Alıştırmalar:
a. Deprem yazısında "Depremin adı dahi" ifadesinden "sıcaklığıyla kış günü." ifadesine kadar olan bölümü aynen tekrar edin.
b. Deprem yazısını kaldığı yerden devam ettirin.

Alıntı:
---+---

Acının dili yoktur hemşerim ama resmi vardır. Onu sana gösterebilirim. Bakacak gözün, dayanacak yüreğin varsa eğer.

Depremin adı dahi korkutuyor. Psikoloji yerle bir lakin ayağa kalkmak içinde bir mücadele de var içten içe. Her şeye rağmen kırık dökük de olsa yaşam devam ediyor. Yarına dair umudumuz olsun istiyor insan. Halkımız için güzel olan neyse bir an evvel olsun diye dua ediyor dudaklar.

Acının başkenti insanın yüreğidir hemşerim. Evladını kaybeden annenin feryadıdır, eşini kaybeden adamın içine akıttığı gözyaşıdır, babasını yitiren çocuğun çaresizliğidir, sevdiğini kaybeden bir canın yalnızlığıdır.

Acının dili yoktur ama resmi vardır. Görmek isteyenler Hatay’a, Maraş’a, Adıyaman’a baksın kâfi. “Bir dur Allah aşkına, nefes alalım.” diye isyan edesi geliyor insanın, sonra aciz bir kul olduğunu hatırlıyor susuyor insan. Tefekküre dalıyor, mutlu günleri tahayyül ediyor, eskiyi özlüyor ve ona sarılıyor bütün sıcaklığıyla kış günü.

Bölgeyi ihram misali saran kardır bugün, yok yok çadırdır kar renginde, yok be kefendir kefen. Gözler ağlamaktan olsa gerek kan rengindedir. Üşümek de laf mı? İnsanın içi üşüyor, kalbi titriyor.

---+---

Verilen kayıtlar:
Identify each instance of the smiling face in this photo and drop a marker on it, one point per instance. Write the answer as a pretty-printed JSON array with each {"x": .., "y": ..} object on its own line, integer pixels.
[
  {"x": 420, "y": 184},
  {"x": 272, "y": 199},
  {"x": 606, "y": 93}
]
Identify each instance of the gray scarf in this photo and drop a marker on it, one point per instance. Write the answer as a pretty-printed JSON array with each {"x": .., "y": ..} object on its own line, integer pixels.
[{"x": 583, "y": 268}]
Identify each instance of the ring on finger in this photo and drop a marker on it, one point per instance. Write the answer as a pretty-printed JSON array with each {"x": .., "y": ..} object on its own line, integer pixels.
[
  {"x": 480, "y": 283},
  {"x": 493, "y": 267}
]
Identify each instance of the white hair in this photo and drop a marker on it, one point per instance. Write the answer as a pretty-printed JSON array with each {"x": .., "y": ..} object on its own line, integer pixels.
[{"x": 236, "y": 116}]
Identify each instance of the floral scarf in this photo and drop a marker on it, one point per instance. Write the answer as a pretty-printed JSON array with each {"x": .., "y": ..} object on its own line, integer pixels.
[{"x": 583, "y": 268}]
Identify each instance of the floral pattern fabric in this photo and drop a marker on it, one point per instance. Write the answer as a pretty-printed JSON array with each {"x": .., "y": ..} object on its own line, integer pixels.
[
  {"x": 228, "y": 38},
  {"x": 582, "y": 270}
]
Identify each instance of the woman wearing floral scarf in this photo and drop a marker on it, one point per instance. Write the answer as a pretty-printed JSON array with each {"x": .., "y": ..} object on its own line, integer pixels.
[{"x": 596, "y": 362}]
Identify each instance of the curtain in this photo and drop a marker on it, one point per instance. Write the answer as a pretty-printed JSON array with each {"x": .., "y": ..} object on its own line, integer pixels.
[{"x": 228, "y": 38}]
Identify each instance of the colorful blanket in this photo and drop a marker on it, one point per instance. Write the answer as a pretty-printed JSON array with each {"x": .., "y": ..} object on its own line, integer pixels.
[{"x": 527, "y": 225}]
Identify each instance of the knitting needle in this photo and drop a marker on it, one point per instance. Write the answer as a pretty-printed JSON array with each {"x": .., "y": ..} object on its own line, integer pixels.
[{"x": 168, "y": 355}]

---+---

Yanıt listesi:
a.
Depremin adı dahi korkutuyor. Psikoloji yerle bir lakin ayağa kalkmak içinde bir mücadele de var içten içe. Her şeye rağmen kırık dökük de olsa yaşam devam ediyor. Yarına dair umudumuz olsun istiyor insan. Halkımız için güzel olan neyse bir an evvel olsun diye dua ediyor dudaklar.

Acının başkenti insanın yüreğidir hemşerim. Evladını kaybeden annenin feryadıdır, eşini kaybeden adamın içine akıttığı gözyaşıdır, babasını yitiren çocuğun çaresizliğidir, sevdiğini kaybeden bir canın yalnızlığıdır.

Acının dili yoktur ama resmi vardır. Görmek isteyenler Hatay’a, Maraş’a, Adıyaman’a baksın kâfi. “Bir dur Allah aşkına, nefes alalım.” diye isyan edesi geliyor insanın, sonra aciz bir kul olduğunu hatırlıyor susuyor insan. Tefekküre dalıyor, mutlu günleri tahayyül ediyor, eskiyi özlüyor ve ona sarılıyor bütün sıcaklığıyla kış günü.

b.
“Gındırlanıp gididik artuh sallanik gidik.” diyen hemşerimin esprisi bile güldürmüyor bizi. İçinde acı var çünkü hüzün var. Ölüm kalım var; yıkım hasar var. Az hasarlı olanımız da var orta hasarlı olanımız da ağır hasarlı olanımız da yıkılanımız da yerle bir olanımız da. Ruhlarımız ağır hasarlı, hislerimiz yerle bir, kalbimiz tarumar. Görünenin dışında görünmeyen hasarları iyileştirmek için uzun yıllara gereksinim olacak. Zaman en iyi ilaçtır. Elbet geçecektir; ateş yaksa da düştüğü yeri, deprem yıksa da.

Acının dili yok be hemşerim, kelimelerim kifayetsiz kalıyor burada. Resme dalıyor ve acının gerçek yüzünü seyrediyorum. Sahiden de Anadolu, ağlayan ana dolu.

Umut da var, iyilik de güzellik de. Buna imza atan can da çok. “Paylaşılınca artar sevinçler, azalır acılar.” düsturunca yara bandı olmaya çalışanlar var. Kıyısından köşesinden tutanlar var enkazların. Karınca kararınca bir şeyler yapmaya çalışanlar. Bir bardak çay olan da var bir sıcak ekmek de bir battaniye de bir çorap da.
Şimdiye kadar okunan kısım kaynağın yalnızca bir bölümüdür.